-- DATA TO USE follows --

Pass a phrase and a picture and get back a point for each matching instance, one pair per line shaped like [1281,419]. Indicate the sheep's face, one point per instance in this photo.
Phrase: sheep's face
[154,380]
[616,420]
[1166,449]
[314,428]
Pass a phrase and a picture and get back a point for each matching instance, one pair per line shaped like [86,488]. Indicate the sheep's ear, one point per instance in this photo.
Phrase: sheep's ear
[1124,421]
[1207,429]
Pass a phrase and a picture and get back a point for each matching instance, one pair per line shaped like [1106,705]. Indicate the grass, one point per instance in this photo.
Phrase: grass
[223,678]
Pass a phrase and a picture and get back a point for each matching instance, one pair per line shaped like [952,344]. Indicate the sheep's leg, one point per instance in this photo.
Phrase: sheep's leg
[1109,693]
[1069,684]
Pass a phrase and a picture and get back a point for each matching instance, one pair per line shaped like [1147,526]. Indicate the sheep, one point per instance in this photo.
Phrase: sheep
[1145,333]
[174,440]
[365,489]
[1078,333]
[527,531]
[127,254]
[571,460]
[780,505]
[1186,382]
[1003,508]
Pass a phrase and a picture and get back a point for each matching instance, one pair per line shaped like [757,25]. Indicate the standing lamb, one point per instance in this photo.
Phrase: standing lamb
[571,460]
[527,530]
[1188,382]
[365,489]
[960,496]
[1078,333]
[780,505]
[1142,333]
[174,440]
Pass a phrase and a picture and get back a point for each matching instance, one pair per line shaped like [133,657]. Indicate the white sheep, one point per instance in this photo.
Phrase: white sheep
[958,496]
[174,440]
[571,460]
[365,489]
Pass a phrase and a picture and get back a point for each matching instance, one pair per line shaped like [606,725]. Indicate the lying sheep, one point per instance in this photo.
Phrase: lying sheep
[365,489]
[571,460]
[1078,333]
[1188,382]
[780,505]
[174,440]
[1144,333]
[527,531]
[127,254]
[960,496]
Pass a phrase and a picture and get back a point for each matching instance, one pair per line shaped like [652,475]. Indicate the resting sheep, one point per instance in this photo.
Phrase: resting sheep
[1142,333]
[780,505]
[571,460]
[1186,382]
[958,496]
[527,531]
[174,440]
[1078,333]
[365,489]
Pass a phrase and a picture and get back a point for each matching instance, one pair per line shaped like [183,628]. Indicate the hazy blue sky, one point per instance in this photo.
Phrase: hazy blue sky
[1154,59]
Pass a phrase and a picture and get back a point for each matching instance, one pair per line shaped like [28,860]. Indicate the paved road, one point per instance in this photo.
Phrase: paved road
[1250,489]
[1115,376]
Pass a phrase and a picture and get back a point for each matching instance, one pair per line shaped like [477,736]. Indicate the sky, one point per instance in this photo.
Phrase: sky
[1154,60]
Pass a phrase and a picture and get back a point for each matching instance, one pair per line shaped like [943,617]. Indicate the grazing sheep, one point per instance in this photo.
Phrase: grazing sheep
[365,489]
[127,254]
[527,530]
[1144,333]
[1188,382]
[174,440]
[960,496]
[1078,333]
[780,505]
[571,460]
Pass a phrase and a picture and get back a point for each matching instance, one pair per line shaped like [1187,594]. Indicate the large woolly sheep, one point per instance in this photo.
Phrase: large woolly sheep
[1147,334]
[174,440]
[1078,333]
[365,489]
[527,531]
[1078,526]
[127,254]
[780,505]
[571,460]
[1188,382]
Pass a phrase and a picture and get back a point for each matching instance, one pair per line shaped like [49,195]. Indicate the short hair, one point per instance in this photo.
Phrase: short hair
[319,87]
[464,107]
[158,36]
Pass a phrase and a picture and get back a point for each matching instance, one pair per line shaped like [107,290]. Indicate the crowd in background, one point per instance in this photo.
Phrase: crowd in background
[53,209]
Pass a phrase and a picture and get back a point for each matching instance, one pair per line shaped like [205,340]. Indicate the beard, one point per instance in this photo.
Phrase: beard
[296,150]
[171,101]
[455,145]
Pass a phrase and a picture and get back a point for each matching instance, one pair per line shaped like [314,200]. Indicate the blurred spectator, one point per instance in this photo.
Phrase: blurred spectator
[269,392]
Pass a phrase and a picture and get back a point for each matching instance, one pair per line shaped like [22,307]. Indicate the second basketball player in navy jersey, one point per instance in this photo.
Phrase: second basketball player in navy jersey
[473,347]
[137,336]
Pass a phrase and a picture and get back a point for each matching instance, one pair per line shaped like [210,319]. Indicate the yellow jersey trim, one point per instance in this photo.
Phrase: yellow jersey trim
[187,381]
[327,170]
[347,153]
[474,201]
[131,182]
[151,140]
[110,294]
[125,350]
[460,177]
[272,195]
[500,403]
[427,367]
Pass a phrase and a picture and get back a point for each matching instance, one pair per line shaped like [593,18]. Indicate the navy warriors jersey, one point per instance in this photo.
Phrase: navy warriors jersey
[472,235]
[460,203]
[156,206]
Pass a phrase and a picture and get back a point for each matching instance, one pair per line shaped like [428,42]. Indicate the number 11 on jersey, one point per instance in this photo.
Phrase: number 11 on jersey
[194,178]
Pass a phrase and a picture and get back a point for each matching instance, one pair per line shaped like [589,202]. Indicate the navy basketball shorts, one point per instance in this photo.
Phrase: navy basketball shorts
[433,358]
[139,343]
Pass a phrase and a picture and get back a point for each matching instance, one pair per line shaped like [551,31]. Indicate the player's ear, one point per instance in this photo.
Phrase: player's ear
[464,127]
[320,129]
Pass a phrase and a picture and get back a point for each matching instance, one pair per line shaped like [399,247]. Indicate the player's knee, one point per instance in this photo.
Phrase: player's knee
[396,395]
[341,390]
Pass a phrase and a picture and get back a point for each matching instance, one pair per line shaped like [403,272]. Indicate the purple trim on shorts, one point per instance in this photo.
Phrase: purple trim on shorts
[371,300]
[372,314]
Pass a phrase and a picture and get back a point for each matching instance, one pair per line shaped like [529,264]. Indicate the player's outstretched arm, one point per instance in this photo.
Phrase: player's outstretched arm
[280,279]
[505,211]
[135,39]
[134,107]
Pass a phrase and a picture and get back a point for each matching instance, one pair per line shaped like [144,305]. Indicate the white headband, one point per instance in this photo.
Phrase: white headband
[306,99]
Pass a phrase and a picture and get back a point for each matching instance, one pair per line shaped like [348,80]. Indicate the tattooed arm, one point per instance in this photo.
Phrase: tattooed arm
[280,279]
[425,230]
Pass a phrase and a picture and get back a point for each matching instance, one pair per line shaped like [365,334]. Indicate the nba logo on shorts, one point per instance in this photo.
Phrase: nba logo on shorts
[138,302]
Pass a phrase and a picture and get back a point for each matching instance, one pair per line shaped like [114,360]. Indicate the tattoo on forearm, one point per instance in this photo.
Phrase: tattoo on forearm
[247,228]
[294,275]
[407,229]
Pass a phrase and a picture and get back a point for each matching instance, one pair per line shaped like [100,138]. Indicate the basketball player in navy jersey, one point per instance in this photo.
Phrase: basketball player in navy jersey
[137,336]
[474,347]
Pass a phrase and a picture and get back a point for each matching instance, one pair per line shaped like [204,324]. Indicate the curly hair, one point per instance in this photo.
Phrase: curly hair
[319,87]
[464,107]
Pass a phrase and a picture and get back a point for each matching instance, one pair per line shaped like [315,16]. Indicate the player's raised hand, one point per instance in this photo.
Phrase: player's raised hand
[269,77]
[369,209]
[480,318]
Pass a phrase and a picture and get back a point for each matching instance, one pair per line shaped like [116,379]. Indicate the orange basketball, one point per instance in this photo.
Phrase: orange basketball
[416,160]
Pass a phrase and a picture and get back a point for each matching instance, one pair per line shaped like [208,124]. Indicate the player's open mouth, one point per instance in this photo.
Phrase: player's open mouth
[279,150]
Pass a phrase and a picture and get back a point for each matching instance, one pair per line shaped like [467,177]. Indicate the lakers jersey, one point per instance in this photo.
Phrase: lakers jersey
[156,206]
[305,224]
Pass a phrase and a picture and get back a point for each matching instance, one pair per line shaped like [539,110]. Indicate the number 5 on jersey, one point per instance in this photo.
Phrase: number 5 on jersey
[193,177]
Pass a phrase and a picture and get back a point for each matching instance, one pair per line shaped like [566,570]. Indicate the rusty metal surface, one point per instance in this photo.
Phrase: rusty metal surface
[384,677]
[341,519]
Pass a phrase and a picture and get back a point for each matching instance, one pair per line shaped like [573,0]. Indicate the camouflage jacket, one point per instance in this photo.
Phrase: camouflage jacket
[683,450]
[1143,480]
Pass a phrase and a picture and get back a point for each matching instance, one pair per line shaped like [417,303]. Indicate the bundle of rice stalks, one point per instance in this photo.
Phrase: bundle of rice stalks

-- DATA TO USE concluded --

Each line from the one with "Phrase: lakers jersey" through the last line of the records must be written out word for word. Include nothing else.

Phrase: lakers jersey
[156,206]
[305,224]
Pass a phrase and a picture and get back a point for each matching instance, one pair per line shaped like [539,110]. Indicate the number 5 on jersey, one point per instance in this photo.
Phrase: number 5 on jersey
[193,177]
Pass a phrase and a picture and get back a point for each matching instance, one pair per line shaped like [566,570]. Indicate the rusty metal surface, one point per instance in this photo.
Phrase: rusty metal surface
[384,677]
[341,519]
Pass a phrase and a picture and get back a point for each matching instance, one pair per line shaped like [573,0]. Indicate the camouflage jacket, one point per instance in this photo.
Phrase: camouflage jacket
[683,450]
[1143,480]
Pass a phrase and a picture and get back a point for each matching instance, one pair per line shaped like [417,303]. Indicate the bundle of rice stalks, one point per instance in this photo.
Phrase: bundle of rice stalks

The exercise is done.